> **Data for this exercise**:

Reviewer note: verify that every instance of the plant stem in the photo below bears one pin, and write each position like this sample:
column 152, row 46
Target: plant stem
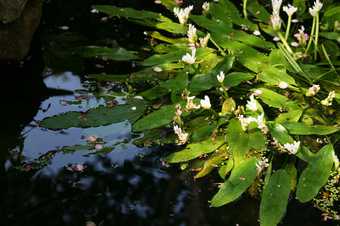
column 311, row 36
column 285, row 43
column 288, row 27
column 245, row 9
column 317, row 28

> **What you should do**:
Copy out every line of the material above word for word, omitting the pictures.

> **Solution**:
Reviewer note: verify that every instance of the plant stem in the photo below bears one pin, and write each position like this sample:
column 152, row 46
Target: plant stem
column 311, row 36
column 285, row 43
column 288, row 27
column 245, row 9
column 317, row 28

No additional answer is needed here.